[begin Excerpted passage]
From drawing board to sky in four months: the incredible story and man behind Australia’s first fighter aircraft

Fred David led the design of the CA-12 Boomerang, the only operational fighter aircraft designed and built in Australia. 

Conceived by him in the days immediately following the Japanese raid on Pearl Harbour, the first Boomerang flew less than six months later. 

The irony is that the aeronautical knowledge Fred David drew on to design this fighter was acquired in the German aircraft industry from the mid-1920s to the mid-1930s – plus two years in Japan working on the design of a dive bomber used at Pearl Harbour. 

Stateless, he came to Australia in 1939 recruited by the Commonwealth Aircraft Corporation in Fishermans Bend. His fascinating career across four continents spanned aeronautically designed biplanes to guided missiles.

Old Vienna

Born Friedrich Wilhelm Dawid on January 17, 1900, in Vienna, his father was a merchant. Originally from Bzenec, Moravia (now part of the Czech Republic), his was one of the many Jewish families that had moved to Vienna, as part of a massive migration to the capital from all parts of the Hapsburg Empire in the latter decades of the late 19th century.
[end Excerpted passage]
[begin Raw data]
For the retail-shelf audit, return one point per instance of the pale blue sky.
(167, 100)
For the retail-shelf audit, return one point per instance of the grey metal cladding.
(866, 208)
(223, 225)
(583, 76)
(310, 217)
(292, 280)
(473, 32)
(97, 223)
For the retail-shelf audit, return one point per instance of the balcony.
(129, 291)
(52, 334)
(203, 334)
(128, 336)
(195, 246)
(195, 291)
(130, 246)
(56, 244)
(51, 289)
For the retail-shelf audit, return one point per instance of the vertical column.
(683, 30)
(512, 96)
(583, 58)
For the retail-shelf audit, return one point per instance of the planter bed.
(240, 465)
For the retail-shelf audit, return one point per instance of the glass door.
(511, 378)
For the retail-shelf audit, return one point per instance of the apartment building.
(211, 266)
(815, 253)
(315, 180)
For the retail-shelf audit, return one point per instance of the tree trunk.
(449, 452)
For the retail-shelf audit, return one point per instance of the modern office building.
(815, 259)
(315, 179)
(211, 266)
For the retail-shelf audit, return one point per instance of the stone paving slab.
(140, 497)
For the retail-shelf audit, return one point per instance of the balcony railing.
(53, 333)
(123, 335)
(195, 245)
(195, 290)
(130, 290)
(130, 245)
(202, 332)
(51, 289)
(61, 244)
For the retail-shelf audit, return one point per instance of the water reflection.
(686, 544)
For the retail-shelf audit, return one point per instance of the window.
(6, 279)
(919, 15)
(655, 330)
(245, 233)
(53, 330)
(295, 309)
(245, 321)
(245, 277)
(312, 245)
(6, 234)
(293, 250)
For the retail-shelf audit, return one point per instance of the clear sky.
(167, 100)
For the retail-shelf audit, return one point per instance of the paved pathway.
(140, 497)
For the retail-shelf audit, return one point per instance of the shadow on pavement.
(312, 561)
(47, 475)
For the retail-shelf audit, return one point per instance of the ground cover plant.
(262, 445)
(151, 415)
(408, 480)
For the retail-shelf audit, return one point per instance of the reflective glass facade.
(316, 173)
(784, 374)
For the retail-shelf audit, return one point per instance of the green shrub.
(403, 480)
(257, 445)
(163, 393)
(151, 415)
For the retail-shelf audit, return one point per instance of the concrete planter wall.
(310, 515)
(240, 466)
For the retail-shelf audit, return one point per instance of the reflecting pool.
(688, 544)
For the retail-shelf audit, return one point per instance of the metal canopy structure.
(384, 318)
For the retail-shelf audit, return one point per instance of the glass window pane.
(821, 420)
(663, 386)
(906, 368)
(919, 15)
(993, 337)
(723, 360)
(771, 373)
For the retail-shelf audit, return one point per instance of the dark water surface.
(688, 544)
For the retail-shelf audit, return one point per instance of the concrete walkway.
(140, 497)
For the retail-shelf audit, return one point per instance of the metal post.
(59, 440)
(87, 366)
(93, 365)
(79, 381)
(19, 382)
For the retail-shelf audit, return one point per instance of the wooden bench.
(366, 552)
[end Raw data]
[begin Raw data]
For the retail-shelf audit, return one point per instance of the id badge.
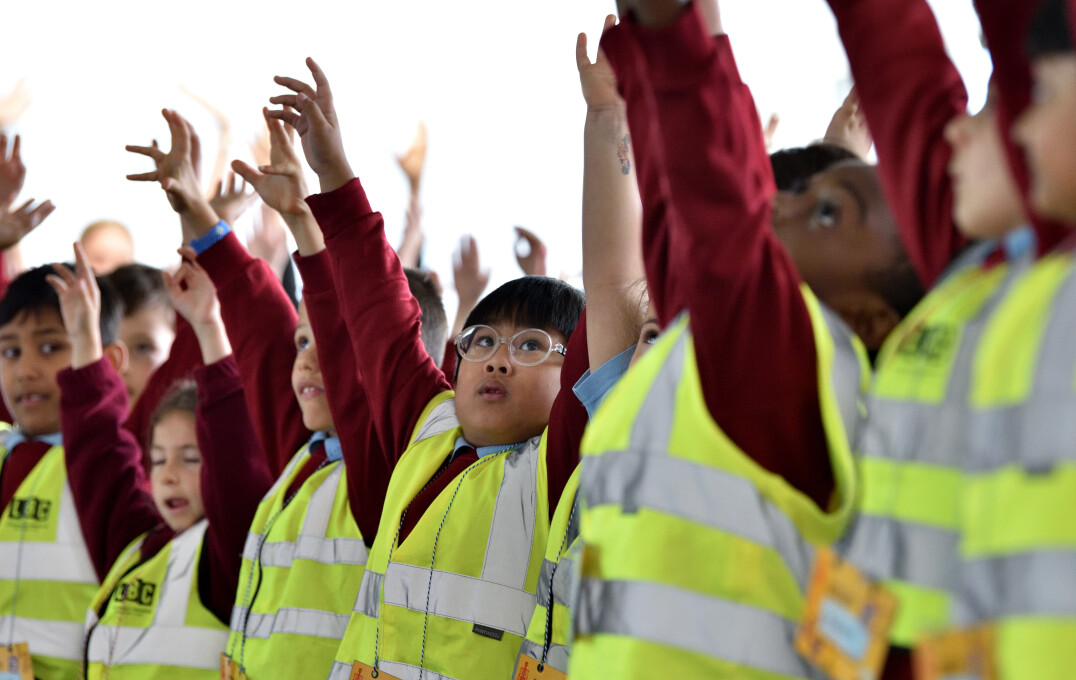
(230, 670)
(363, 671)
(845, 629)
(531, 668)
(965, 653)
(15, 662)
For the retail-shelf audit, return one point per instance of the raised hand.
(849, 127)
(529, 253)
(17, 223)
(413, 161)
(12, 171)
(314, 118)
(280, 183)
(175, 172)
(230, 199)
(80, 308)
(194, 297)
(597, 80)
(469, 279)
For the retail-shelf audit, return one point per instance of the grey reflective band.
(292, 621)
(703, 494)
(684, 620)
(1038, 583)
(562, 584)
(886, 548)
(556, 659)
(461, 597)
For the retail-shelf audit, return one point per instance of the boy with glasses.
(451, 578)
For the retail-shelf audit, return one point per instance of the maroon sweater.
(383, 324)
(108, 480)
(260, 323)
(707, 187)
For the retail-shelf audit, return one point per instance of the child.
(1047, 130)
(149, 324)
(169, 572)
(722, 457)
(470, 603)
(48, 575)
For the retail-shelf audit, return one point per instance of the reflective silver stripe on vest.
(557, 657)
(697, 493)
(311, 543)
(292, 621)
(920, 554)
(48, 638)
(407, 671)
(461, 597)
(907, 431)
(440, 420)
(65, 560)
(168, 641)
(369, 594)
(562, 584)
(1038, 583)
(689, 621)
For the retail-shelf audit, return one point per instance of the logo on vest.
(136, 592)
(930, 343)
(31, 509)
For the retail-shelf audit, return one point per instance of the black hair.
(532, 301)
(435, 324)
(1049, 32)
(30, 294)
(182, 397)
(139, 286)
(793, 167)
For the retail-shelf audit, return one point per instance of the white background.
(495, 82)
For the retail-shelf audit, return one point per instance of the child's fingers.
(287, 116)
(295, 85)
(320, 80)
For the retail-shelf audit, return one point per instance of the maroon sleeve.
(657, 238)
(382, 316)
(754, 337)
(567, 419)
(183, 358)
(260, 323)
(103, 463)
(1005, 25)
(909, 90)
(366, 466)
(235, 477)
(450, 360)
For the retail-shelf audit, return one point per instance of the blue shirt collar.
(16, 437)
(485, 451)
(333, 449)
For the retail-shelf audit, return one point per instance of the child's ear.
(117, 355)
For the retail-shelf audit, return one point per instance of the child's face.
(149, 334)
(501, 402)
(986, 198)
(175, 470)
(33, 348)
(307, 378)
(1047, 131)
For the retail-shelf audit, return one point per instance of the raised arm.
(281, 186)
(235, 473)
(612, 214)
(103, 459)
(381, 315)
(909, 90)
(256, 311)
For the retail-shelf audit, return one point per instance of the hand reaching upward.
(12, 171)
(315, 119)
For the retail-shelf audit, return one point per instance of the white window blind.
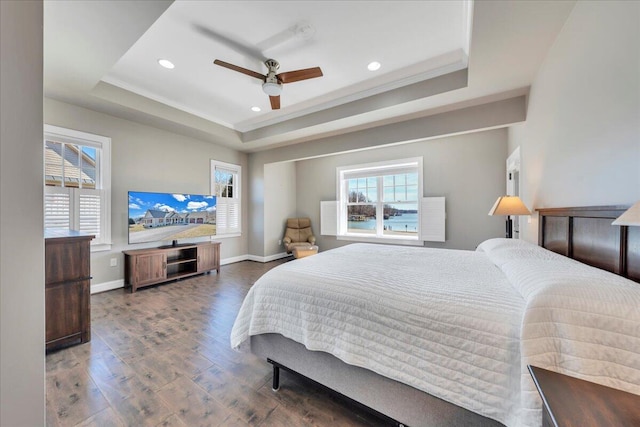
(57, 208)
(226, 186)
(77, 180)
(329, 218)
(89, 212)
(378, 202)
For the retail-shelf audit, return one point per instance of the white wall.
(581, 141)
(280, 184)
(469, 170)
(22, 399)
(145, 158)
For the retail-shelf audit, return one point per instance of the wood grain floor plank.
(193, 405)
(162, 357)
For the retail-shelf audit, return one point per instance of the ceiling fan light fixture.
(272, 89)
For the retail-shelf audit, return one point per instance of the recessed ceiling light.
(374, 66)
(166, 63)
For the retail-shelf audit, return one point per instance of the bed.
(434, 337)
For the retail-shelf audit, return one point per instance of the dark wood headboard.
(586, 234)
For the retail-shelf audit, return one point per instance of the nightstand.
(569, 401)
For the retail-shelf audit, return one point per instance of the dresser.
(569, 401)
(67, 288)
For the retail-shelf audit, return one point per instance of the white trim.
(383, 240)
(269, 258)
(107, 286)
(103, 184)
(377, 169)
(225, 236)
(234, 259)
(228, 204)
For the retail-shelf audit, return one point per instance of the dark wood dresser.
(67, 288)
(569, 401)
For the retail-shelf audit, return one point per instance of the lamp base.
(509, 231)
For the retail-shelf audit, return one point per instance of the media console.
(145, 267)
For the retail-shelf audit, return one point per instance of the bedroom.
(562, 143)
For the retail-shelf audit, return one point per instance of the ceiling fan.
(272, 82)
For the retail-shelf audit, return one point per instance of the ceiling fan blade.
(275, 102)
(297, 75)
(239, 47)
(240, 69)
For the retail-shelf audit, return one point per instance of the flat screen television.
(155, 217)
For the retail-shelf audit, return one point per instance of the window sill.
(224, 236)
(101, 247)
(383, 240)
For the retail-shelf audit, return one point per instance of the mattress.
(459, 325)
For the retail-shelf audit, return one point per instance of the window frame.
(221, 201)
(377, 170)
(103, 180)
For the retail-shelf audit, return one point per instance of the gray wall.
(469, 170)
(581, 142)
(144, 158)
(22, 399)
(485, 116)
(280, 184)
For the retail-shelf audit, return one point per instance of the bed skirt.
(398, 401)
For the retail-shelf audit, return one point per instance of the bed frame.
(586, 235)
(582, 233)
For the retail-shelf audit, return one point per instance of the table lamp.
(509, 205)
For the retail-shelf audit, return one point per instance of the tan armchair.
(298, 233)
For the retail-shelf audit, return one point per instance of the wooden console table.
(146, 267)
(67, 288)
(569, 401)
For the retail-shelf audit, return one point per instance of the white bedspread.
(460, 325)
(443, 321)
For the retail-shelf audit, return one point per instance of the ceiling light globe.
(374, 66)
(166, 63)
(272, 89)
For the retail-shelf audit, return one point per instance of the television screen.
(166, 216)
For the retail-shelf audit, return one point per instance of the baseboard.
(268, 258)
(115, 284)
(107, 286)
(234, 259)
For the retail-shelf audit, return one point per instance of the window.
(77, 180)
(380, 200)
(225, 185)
[end Raw data]
Problem 1:
Duplicate the part of the Fred David article between "Fred David led" and "at Pearl Harbour.", inclusive.
Problem 2:
Do these statements agree with the Fred David article? For each, answer yes or no and quote the deciding words. (a) He was born in Vienna in 1900. (b) His father was a doctor. (c) He spent two years in Japan working on the design of a dive bomber.
Problem 3:
Resume the Fred David article from the point where it stops.

Expected output 1:
Fred David led the design of the CA-12 Boomerang, the only operational fighter aircraft designed and built in Australia. 

Conceived by him in the days immediately following the Japanese raid on Pearl Harbour, the first Boomerang flew less than six months later. 

The irony is that the aeronautical knowledge Fred David drew on to design this fighter was acquired in the German aircraft industry from the mid-1920s to the mid-1930s – plus two years in Japan working on the design of a dive bomber used at Pearl Harbour.

Expected output 2:
(a) Yes: "Born Friedrich Wilhelm Dawid on January 17, 1900, in Vienna"
(b) No: "his father was a merchant"
(c) Yes: "plus two years in Japan working on the design of a dive bomber used at Pearl Harbour"

Expected output 3:
It was a period of major social change and economic development with middle class residential apartments transforming the artisanal character of the inner-city districts of Vienna.

As he entered his teens, Friedrich was not to know that many of the key players who would shape the geopolitical world for the next 50 years, and with it, Friedrich’s life and career, resided in Vienna. 

At different times, these included Leon Trotsky, Adolf Hitler, Joseph Tito, and Joseph Stalin. Not far from where the Dawid family lived, Trotsky, Hitler and Stalin would have taken coffee, read newspapers, and above all discussed politics with their friends, in that most Viennese of institutions, the café. Not far away, the heir presumptive to the Austrian Empre, Archduke Franz Ferdinand, whose assassination would trigger the Great War, resided at the Hapsburg Palace.

Then a month after his 14th birthday, Friedrich’s immediate world changed when his father passed away leaving the family – not destitute – but much less comfortably off. 

However, Friedrich was able to complete his secondary school studies, and passed the university entrance examination in July 1918. He enrolled in what is today the Technical University of Wien where he studied Mechanical Engineering. 

From the second year of his studies onwards, he was completely exempted from tuition fees, indicating the family was not well-off. 

His time at Technical University Wien coincided with the collapse of the Hapsburg Monarchy and a turbulent period leading to the formation of the First Austrian Republic in 1919. 

The immediate post-war period saw unrest in the streets, spiralling inflation, and the precipitous decline in the value of the Austrian currency. The old certainties of empire were swept away as Austria-Hungary fragmented into its component parts.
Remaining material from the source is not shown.